It turns out they don't, especially when the topic is very fuzzy or/and educational or/and emotionally loaded. The Mitzvah of לא תתורו is one of those. It is fuzzy (no definitions of what thought exactly - stop words?), educational and very emotional (depending on its relevancy).

THere's a famous Kesef Mishneh on Rambam that shows this point:

"כל המשים על לבו וכו'. רבינו ז''ל הרחיב פיו ולשונו בפירוש המשנה פ''ד דמסכת אבות"

My approach in such cases, backed by my rabbi, is not to judge a Posek by his exact words, but to get the general direction unless he explicitly says "X and not Y". The examples are countless, and they are all based on the Gemmorah (even Mishna) itself which is very imprecise:

  • using different words for the same concept: פר/פרה, בית כנסת /בית מדרש, אבא/סבא etc.

  • using different levels of obligations: מצווה / חייב / יש לו etc

  • [Mis]quoting the Tanach

  • intentional exaggerations, or סלקא דעתך?

  • And many more.


NB: You're very keen, as I followed a couple of your questions, you try to dig questions in places where they aren't. I learned that from my youngest son that always took me up on my words, like I said: "Let's go see a bike for you", the next days he asks "Dad, where's my bike, you promised me yesterday!".

-- Data provided --
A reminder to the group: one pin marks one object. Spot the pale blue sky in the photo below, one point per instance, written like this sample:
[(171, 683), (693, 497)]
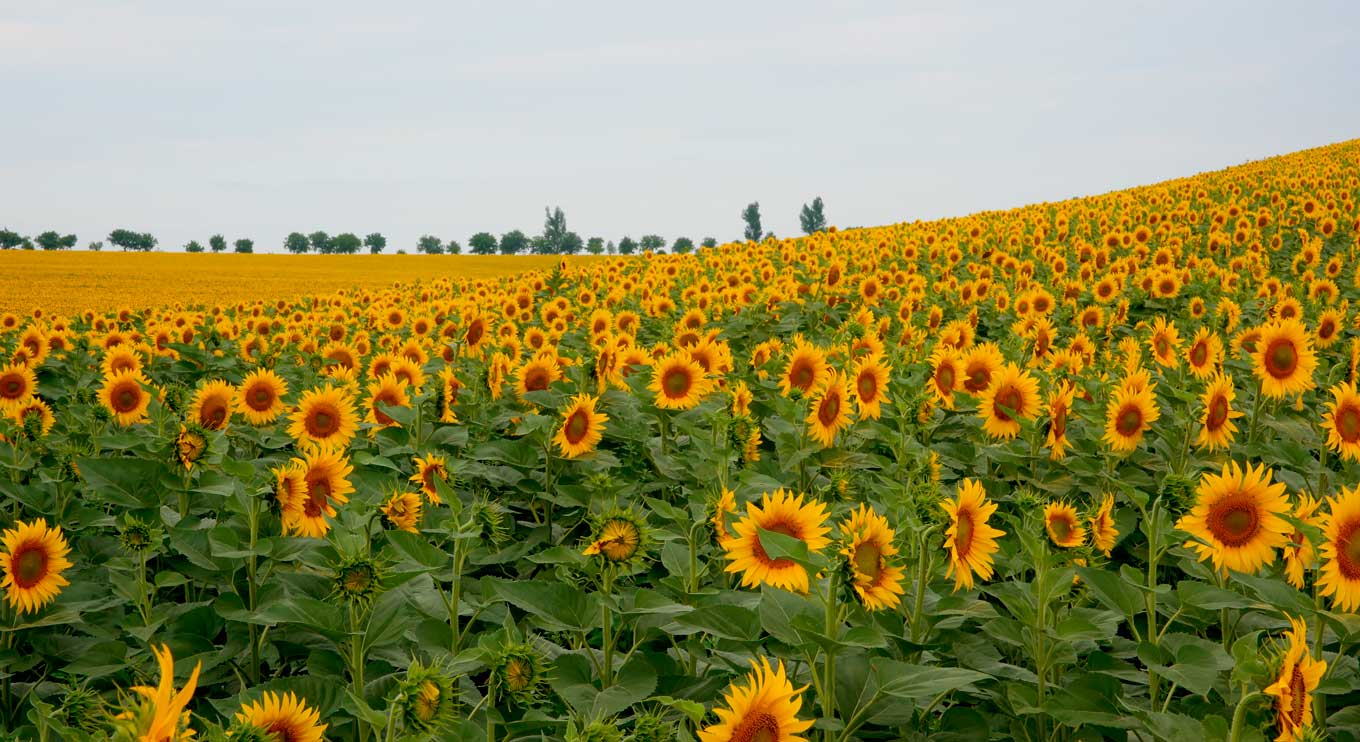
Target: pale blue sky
[(256, 118)]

-- What you need to do --
According to the post, how does the writer judge a Posek, an approach the writer's rabbi supports? The listing is unrelated to the text.

-- Result of the task --
Not by his exact words but by the general direction, unless he explicitly says "X and not Y".